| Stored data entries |
§
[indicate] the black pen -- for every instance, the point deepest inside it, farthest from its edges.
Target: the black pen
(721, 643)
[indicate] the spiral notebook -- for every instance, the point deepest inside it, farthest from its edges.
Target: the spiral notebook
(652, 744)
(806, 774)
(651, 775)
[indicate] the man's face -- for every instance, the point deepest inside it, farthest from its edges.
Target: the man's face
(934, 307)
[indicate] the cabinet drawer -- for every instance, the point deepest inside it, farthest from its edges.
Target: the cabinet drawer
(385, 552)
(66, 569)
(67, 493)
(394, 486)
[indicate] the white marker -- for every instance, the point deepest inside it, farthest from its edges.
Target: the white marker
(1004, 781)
§
| SHORT TASK |
Reproduce every line of the items above verbatim, in the same order.

| THE OUTPUT |
[indicate] the black pen -- for every instance, the point deepest inside it, farthest from its edges.
Target: the black pen
(721, 643)
[indicate] the spiral notebook -- for every instance, the point deepest inside it, farthest from its edges.
Target: the spiral notebook
(652, 744)
(806, 774)
(651, 775)
[indicate] the man's face -- for every instance, the point deepest inside it, farthest from its edges.
Target: the man's face
(934, 307)
[indicate] the cabinet drawer -- for every instance, the point deepest inside it, farthest from its edges.
Target: the cabinet drawer
(385, 552)
(66, 569)
(67, 493)
(394, 486)
[indicate] the white marker -- for every instance, the point deepest inside it, farthest from its edges.
Target: the white marker
(1004, 781)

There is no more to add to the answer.